▸ **Document excerpt**
┌──

Harvey et al. [10] evolved pipelined image processing operations to transform multi-spectral input synthetic aperture radar (SAR) image planes into a new set of image planes and a conventional supervised classifier was used to label the transformed features. Training data were used to derive a Fisher linear discriminant and GP was applied to find a threshold to reduce the output from the discriminant finding phase to a binary image. However, the discriminability is constrained in the discriminant finding phase and the GP only used as a one-dimensional search tool to find a threshold.

Sherrah et al. [11] proposed the Evolutionary PreProcessor (EPrep) system which used GP to evolve a good feature mapping by minimising misclassification error. Three typical classifiers: generalised linear machine (GLIM), $k$ -nearest neighbour (k NN) and maximum likelihood classifiers were selected randomly and trained in conjunction with the search for the optimal feature extractors. The misclassification errors on the validation set from those classifiers were used as a fitness value for the individuals in the evolutionary population. The same procedure was used in the co-evolution of feature extraction/classifiers in [12]. This approach, however, makes the feature extraction procedure dependent on the classifier in an opaque way such that there is a potential risk that the evolved preprocessing can be excellent but the classifier can be poor giving a poor overall performance, or vice versa.

Kotani et al. [13] used GP to determine the polynomial combination of raw features to be fed into a $k$ NN classifier and reported an improvement in classification performance. Krawiec [14] constructed a fixed-length decision vector using GP proposing an extended method to protect ‘useful’ blocks during the evolution. This protection method, however, contributes to the overfitting which is evident from his experiments. Indeed, Krawiec’s results show that for some datasets, the application of his feature extraction method actually produces worse classification performance than using the raw input data alone. Estébanez et al. [15] have followed a similar approach to Krawiec in projecting to a vector decision space of pre-determined dimensionality. Recently, Guo et al. [16] have evolved features in a condition monitoring task although it is not clear whether the elements in the vector of decision variables were evolved at the same time or hand-selected after evolution. Smith and Bull [17] have used GP together with a GA to perform feature construction and feature selection.

└──

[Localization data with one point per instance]
┌──

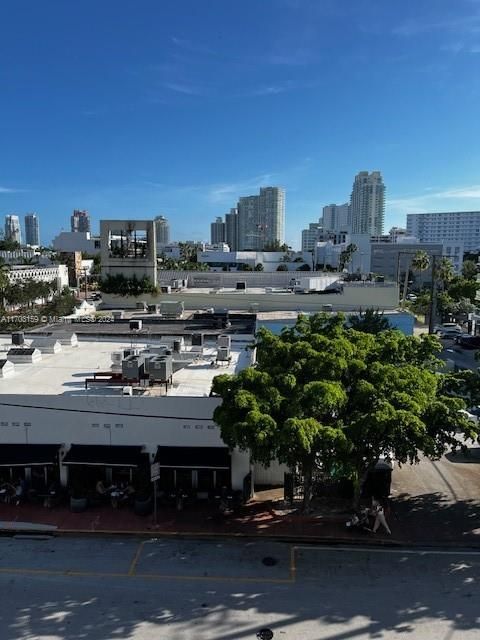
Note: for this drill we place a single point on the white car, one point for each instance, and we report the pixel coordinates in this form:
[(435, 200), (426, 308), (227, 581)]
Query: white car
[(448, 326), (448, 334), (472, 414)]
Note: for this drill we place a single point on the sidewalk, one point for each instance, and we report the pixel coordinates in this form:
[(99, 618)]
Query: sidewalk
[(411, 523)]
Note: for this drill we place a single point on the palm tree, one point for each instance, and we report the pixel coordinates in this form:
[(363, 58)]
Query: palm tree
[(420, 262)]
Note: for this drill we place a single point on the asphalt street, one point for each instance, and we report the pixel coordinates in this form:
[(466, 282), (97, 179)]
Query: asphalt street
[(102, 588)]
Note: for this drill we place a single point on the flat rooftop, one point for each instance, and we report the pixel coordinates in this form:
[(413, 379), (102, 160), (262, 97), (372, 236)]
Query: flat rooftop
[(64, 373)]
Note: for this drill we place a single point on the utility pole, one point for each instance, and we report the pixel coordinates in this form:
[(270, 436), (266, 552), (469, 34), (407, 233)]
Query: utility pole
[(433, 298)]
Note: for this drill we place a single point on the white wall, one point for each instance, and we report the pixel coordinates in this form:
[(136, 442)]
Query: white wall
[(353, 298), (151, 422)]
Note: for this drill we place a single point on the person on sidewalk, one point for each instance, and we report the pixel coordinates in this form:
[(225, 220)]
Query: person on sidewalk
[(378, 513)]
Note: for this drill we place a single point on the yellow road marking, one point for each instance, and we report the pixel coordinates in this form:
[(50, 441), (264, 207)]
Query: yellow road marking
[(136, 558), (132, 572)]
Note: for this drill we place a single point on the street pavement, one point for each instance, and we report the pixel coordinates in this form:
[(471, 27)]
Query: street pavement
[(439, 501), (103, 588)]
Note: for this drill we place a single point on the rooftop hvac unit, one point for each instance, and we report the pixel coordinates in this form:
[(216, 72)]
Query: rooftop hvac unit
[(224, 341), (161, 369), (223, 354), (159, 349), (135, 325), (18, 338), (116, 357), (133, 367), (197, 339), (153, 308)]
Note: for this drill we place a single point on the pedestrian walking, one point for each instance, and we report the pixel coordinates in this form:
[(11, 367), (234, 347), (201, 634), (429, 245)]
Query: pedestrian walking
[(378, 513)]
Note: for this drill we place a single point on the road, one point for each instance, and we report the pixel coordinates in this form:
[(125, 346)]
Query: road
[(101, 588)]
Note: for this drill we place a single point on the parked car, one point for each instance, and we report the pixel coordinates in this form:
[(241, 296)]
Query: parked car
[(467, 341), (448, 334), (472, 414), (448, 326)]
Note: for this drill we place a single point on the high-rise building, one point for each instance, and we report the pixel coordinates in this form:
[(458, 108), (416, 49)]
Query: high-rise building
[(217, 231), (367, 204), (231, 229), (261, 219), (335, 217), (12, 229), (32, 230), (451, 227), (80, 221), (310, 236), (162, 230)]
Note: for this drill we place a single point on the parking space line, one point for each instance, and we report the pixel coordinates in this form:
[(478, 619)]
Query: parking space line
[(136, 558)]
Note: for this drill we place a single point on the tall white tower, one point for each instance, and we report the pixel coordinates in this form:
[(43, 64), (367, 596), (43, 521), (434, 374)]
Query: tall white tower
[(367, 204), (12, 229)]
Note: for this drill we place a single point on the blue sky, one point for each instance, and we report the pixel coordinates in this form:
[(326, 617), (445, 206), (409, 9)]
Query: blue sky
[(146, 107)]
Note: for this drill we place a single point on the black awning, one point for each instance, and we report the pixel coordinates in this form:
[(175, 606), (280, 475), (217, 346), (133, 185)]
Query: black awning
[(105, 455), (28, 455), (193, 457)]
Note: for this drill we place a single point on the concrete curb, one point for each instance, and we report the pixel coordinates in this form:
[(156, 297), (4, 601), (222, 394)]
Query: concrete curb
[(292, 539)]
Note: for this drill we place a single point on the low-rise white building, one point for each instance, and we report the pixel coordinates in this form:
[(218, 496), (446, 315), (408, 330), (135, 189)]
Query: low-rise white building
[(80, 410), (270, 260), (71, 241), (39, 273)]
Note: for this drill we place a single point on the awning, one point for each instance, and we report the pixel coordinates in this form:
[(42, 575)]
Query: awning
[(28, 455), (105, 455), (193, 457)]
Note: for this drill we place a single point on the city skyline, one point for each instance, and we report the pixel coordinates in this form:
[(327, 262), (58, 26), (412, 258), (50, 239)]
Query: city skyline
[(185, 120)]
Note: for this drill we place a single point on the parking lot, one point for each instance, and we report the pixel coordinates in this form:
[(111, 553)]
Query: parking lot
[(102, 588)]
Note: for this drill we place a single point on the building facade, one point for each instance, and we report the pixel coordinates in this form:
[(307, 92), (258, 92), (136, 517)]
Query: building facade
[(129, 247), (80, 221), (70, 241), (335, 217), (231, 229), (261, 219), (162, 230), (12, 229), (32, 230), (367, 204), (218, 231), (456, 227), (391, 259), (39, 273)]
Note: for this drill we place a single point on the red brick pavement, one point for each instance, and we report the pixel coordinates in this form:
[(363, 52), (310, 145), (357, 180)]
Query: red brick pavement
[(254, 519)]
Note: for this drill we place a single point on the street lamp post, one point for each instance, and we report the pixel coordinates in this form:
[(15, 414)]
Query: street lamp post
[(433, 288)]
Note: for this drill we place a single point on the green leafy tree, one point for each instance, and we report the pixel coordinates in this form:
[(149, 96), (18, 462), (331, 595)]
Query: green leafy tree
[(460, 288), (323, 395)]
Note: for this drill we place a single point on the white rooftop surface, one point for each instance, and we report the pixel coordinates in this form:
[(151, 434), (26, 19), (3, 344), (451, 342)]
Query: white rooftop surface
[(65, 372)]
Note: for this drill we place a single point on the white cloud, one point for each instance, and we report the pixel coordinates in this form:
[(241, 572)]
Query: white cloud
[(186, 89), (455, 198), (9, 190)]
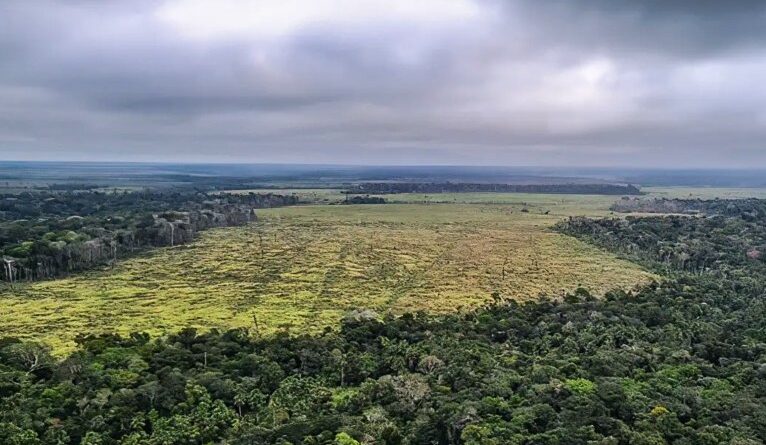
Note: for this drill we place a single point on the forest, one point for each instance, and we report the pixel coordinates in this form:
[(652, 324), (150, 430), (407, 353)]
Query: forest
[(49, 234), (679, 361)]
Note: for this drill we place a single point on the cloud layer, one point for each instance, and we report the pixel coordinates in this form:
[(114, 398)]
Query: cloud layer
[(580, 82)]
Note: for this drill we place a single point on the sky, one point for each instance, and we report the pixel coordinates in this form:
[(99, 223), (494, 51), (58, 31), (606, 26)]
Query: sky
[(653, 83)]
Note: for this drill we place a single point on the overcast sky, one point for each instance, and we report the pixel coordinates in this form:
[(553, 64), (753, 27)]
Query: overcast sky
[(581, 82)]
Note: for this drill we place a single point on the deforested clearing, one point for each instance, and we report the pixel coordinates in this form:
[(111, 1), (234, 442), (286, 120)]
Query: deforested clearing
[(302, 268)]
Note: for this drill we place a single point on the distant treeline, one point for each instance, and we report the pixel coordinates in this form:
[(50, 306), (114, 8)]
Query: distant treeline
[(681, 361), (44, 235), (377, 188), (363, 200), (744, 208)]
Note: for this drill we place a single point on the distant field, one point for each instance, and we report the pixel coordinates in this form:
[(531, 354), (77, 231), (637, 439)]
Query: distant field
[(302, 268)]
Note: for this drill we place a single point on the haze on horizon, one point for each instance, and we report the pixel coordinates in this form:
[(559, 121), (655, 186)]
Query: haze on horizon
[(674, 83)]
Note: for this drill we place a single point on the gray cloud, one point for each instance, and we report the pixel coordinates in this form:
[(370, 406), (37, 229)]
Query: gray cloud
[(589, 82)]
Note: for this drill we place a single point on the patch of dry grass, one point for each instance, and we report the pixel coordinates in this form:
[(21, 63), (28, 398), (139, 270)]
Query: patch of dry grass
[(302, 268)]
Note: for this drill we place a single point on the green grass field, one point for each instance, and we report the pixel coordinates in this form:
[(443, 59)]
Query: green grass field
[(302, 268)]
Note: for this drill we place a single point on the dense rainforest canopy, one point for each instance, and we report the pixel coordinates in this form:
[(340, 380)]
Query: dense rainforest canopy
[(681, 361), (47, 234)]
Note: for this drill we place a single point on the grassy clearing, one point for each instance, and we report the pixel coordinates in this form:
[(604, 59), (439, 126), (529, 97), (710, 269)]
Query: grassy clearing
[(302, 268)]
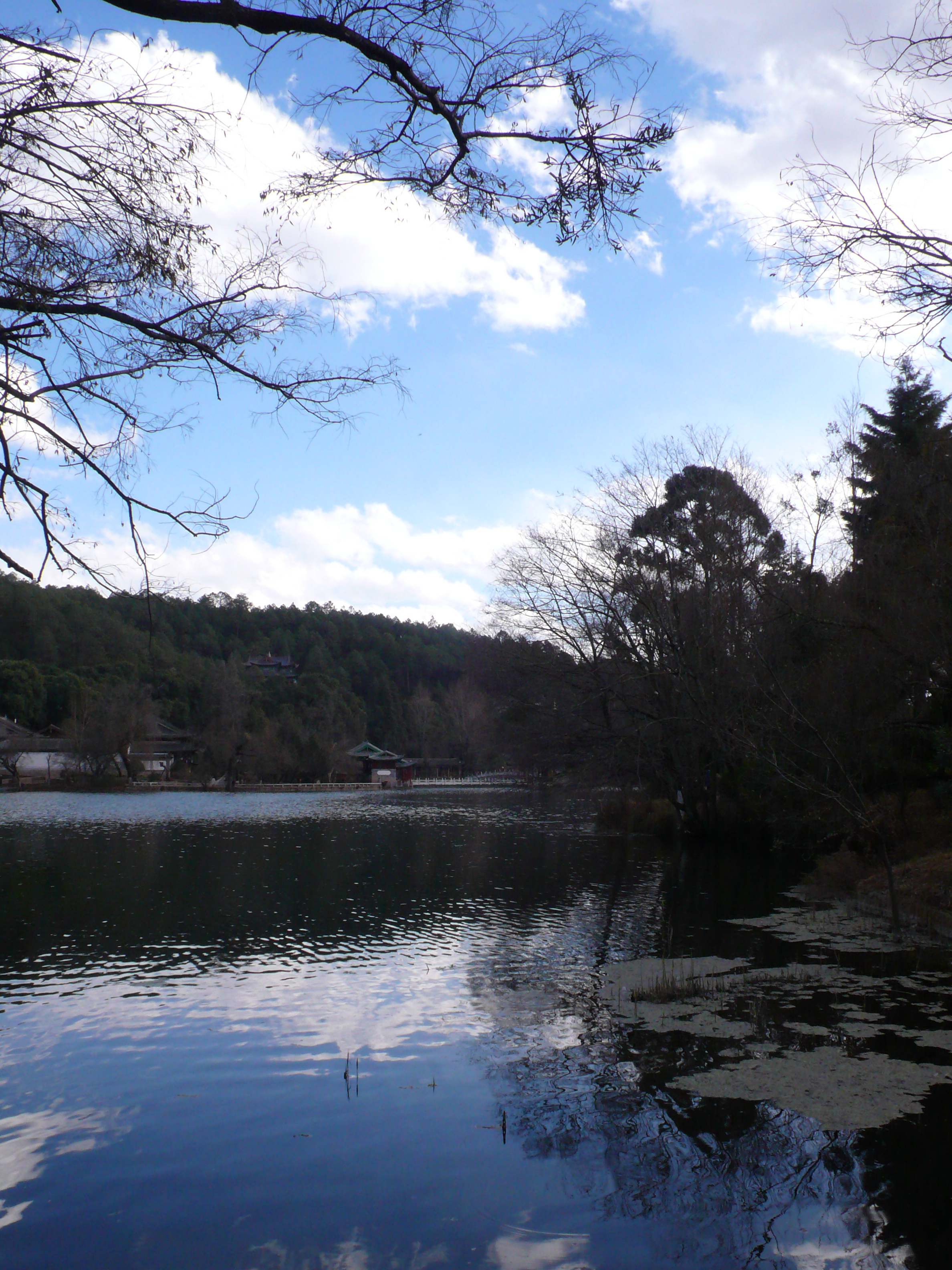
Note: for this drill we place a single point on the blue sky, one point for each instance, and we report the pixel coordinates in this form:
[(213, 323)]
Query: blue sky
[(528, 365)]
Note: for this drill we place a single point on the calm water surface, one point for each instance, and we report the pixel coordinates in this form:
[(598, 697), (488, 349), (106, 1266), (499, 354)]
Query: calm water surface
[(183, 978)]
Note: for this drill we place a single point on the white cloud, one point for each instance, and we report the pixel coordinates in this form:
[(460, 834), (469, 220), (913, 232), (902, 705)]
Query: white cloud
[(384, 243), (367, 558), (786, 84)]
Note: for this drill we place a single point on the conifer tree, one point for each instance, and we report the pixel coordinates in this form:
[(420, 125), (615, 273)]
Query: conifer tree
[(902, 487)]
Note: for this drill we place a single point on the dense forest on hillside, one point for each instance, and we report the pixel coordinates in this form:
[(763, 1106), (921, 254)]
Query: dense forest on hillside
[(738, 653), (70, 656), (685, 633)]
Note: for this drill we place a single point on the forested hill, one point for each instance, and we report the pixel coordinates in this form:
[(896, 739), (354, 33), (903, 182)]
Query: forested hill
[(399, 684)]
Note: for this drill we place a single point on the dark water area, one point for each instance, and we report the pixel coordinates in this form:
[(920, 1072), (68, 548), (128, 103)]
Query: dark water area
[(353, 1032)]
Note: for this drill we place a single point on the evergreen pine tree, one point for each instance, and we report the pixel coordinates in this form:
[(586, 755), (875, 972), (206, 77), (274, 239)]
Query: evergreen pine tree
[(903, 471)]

└──

▸ **Questions on the material**
**1.** Answer these questions using the passage on genetic programming for feature extraction.
(a) In the work of Harvey et al., what did GP find?
(b) Which three classifiers does the EPrep system use?
(c) In the work of Kotani et al., which classifier received the polynomial combination of raw features?
**2.** Transcribe the passage on genetic programming for feature extraction from "Harvey et al." up to and including "find a threshold.".
**3.** Pick up the passage on genetic programming for feature extraction after its final sentence and continue it.

▸ **Responses per task**
**1.**
(a) A threshold that reduces the output of the discriminant finding phase to a binary image.
(b) The generalised linear machine (GLIM), the k-nearest neighbour (kNN) classifier and the maximum likelihood classifier.
(c) A kNN classifier.

**2.**
Harvey et al. [10] evolved pipelined image processing operations to transform multi-spectral input synthetic aperture radar (SAR) image planes into a new set of image planes and a conventional supervised classifier was used to label the transformed features. Training data were used to derive a Fisher linear discriminant and GP was applied to find a threshold to reduce the output from the discriminant finding phase to a binary image. However, the discriminability is constrained in the discriminant finding phase and the GP only used as a one-dimensional search tool to find a threshold.

**3.**
Broadly, the previous work on GP feature extraction can be categorised as evolving either: A discrete feature extraction stage which then feeds into a traditional classifier, or evolving a combined feature extraction/classification method which directly outputs a class label. Of the two possible routes, we argue that there is little merit in investing computational effort in evolving classifiers since this area is well understood and has solid theoretical underpinnings. We argue that the available computational effort should be expended on producing good feature extraction; in addition, we question the speed of convergence when exploring a search space which contains not only the set of feature extractors but also the set of all classifiers. Consequently, we adopt the approach here of evolving optimal feature extraction algorithms and performing the classification task using a standard, simple and fast-to-train classifier since the classifier has to be included inside the evolutionary loop to evaluate an individual’s fitness in terms of a separability measure in the decision space. We draw a distinction in the present work between evolving a feature extraction stage and evolving a classifier since the outcome of our evolutionary optimisation is a mapping into a real-valued (1D) decision space, not a map-ping into the space of object labels which is what would result from evolving a classifier. Clearly, our overall ‘system’ does constitute a classification system and our feature extraction stages are conditioned on our choice of classifier, in the present case, a single threshold. As a future extension to the present framework, we envisage mapping the input patterns into a multidimensional decision space (see [11], for example) in which case the choice of classifier is explicitly much more open.

It is noteworthy that all the previous work on evolving feature extractors/classifiers by GP have used a single objective, typically minimising the classification error over a training set which is disadvantageous from a number of standpoints. In particular, unless specific measures are taken to prevent it, the trees in a GP optimisation tend to grow without limit with no corresponding improvement in fitness, a phenomenon which is termed tree bloat. This is analogous to overfitting in neural networks and can lead to poor generalisation of the trained classifier as well as excessive computational demands. Various heuristic and indirect techniques have been used to suppress bloat but Ekárt and Németh [18] have shown that using a multiobjective fitness function [19] within GP, where one of the objectives is to minimise tree size, prevents bloat by exerting selective pressure in favour of smaller trees; also see [20]. We have thus used a multiobjective framework with Pareto optimality [19] in the present work.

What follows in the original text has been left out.